Task goal: Nothing below is to be printed except the lines between the line holding "Task: set a dot on every instance of the wooden" and the line holding "Task: set a dot on every instance of the riveted", inclusive, each exactly as it appears.

Extracted data entries:
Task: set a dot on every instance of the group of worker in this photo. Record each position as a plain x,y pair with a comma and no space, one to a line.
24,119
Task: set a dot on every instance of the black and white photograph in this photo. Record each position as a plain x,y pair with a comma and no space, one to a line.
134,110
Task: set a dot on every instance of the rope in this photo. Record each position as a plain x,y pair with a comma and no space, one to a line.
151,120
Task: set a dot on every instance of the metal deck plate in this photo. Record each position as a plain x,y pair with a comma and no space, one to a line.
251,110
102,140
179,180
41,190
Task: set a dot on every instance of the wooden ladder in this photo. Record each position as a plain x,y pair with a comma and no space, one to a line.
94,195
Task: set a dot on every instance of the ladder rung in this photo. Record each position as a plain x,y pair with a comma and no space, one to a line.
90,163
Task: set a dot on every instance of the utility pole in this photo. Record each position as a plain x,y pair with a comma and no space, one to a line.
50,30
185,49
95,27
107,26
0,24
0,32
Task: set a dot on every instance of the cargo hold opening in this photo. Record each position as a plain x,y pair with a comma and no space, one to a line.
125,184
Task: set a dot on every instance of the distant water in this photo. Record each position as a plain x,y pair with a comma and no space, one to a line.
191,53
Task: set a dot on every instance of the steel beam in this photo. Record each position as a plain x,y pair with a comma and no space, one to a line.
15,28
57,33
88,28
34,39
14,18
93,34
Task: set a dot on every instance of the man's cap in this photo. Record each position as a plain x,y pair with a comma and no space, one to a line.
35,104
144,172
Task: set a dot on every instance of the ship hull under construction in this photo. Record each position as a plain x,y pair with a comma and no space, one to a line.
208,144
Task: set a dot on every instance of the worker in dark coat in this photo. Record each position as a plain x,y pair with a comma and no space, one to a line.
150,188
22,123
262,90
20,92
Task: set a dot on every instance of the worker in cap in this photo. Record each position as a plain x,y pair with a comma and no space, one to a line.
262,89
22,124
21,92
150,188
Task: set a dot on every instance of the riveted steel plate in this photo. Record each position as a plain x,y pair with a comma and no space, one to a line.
==
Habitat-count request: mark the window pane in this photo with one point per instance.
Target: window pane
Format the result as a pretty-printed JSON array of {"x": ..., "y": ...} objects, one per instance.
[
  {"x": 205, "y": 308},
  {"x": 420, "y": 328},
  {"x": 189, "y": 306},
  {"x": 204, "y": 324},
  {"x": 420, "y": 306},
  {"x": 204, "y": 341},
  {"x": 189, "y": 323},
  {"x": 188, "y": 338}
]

Response below:
Task: set a dot on every instance of the wooden ladder in this photo. Record each position as a plain x,y pair with a comma and no space, one to a line.
94,195
Task: set a dot on every instance of the ladder rung in this photo. Record each position as a plain x,y pair with a comma and no space, one to a line.
90,163
Task: set a dot on every instance of the utility pole in this photo. Record each position as a plain x,y pair with a comma and no space, one to a line.
50,30
185,49
95,27
107,26
0,24
0,32
Task: set a dot on every instance of the cargo hold opening in this photo. Record each position as a plain x,y pair with a comma and no space, one to a line.
125,184
Task: set a dot on every instance of the distant water in this photo. Record each position as a plain x,y pair with a comma and no space, one to a line.
191,53
Task: set a dot on every instance of the steel beam in this photo. Record each position as a plain x,y pair with a comma and no space, one to a line.
15,28
57,33
88,28
34,39
14,18
93,34
Task: set a dot on every instance of the man's cap in this photo. Record each position as a plain x,y pair with a comma and no space, one to a line.
35,104
144,172
Task: set a dot on every instance of the ship hull under construction in this photo. Record each position as a plain x,y pair with a comma and no space, one to a line.
208,144
Task: set a dot on every instance of the worker in dark coat in this photo. Record each position as a plain x,y pair with a comma and no space, one to a line.
150,188
22,123
262,90
20,92
Task: set a dot on every instance of the worker in cap in this photo. Record each position as a plain x,y pair with a comma and no space, one to a line.
262,89
22,124
21,92
150,188
Task: set a dot on every instance of the riveted steel plate in this photo. Record each position as a plain x,y pair with a comma and no space, one to a line.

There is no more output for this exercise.